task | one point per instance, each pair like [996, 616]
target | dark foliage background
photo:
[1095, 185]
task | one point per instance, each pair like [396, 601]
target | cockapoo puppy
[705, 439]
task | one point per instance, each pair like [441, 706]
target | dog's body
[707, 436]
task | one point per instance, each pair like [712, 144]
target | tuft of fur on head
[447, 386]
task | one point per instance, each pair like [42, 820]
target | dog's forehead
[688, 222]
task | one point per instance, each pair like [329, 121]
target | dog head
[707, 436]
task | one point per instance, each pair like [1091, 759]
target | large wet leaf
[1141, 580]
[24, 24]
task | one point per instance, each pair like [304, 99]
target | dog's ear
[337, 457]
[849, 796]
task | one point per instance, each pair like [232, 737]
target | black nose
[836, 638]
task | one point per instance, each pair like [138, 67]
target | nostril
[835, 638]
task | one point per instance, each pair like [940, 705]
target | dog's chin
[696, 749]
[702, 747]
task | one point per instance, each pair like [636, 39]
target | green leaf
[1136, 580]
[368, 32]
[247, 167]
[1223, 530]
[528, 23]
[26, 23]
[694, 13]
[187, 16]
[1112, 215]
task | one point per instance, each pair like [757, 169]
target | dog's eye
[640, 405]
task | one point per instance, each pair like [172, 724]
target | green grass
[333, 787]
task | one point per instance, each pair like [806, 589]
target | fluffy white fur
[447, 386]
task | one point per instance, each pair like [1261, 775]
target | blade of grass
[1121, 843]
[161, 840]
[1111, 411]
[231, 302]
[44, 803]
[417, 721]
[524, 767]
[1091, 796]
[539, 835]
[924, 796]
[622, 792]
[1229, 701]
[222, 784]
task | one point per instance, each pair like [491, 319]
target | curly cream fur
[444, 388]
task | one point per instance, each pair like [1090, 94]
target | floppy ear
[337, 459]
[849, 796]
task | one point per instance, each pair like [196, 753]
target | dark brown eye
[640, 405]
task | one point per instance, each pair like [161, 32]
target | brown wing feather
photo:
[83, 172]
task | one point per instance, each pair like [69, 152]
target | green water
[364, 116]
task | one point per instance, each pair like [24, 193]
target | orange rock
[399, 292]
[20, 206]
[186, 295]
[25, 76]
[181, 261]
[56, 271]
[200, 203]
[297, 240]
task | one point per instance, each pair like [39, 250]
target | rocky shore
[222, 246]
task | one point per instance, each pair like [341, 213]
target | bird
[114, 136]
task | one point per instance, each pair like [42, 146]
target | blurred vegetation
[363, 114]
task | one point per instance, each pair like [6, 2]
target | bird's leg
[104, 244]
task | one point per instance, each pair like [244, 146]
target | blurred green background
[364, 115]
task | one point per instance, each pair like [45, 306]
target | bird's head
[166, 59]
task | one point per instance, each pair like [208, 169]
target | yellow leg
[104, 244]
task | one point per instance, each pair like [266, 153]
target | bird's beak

*****

- WORK INSTRUCTIONS: Copy out all the entries shown above, character for character.

- RESULT OF THE TASK:
task | one point per instance, each pair like [996, 616]
target | dark foliage background
photo:
[1095, 185]
task | one point per instance, each pair like [396, 601]
target | cockapoo puppy
[705, 439]
task | one point per instance, each pair like [441, 706]
target | dog's body
[707, 436]
task | one point per instance, each pair like [712, 144]
target | tuft of fur on head
[447, 386]
task | one point per instance, each pair like [42, 820]
target | dog's forehead
[688, 222]
task | one point per instance, each pair like [329, 121]
target | dog head
[707, 436]
task | one point per instance, each pair like [1091, 759]
target | large wet leaf
[1141, 580]
[24, 24]
task | one point per instance, each pair like [304, 99]
target | dog's ear
[337, 457]
[849, 796]
task | one point per instance, each pair like [232, 737]
target | black nose
[836, 638]
task | one point per instance, each pair like [138, 67]
target | nostril
[835, 638]
task | one point per instance, each pair like [940, 705]
target | dog's chin
[696, 749]
[702, 747]
task | one point per instance, each pair like [636, 39]
target | green leaf
[1136, 580]
[368, 32]
[247, 167]
[1223, 530]
[528, 23]
[26, 23]
[694, 13]
[187, 16]
[1112, 215]
task | one point per instance, each pair like [757, 169]
target | dog's eye
[640, 405]
task | one point per instance, each pair like [172, 724]
target | green grass
[333, 787]
task | one point per instance, each pair like [806, 589]
target | fluffy white fur
[447, 386]
task | one point per instance, each pair like [1261, 775]
target | blade of grass
[1121, 843]
[161, 840]
[1111, 411]
[231, 302]
[44, 803]
[417, 721]
[524, 767]
[1091, 796]
[539, 835]
[924, 796]
[622, 792]
[1229, 701]
[222, 784]
task | one point per instance, each pair like [491, 319]
target | curly cream fur
[444, 388]
task | one point per instance, each pair like [1090, 94]
target | floppy ear
[337, 459]
[849, 796]
task | one point per instance, each pair like [196, 753]
target | dark brown eye
[640, 405]
task | one point per instance, each pair like [161, 32]
target | brown wing feather
photo:
[83, 172]
task | one point per instance, each pair like [69, 152]
target | green water
[364, 116]
task | one point per instance, each pair like [24, 193]
target | orange rock
[399, 292]
[20, 206]
[186, 295]
[25, 76]
[181, 261]
[56, 271]
[200, 203]
[297, 240]
task | one point per instance, each pair like [39, 250]
target | rocky shore
[222, 246]
task | one point per instance, each pair like [341, 213]
target | bird
[114, 136]
task | one point per instance, each pair like [42, 146]
target | blurred vegetation
[363, 114]
task | one point per instance, each pair like [6, 2]
target | bird's leg
[104, 244]
task | one point per instance, each pair like [244, 146]
target | blurred green background
[364, 115]
task | one point per instance, each pair like [45, 306]
target | bird's head
[166, 59]
task | one point per instance, each pair like [208, 169]
target | yellow leg
[104, 244]
task | one point per instance, each pair like [266, 153]
target | bird's beak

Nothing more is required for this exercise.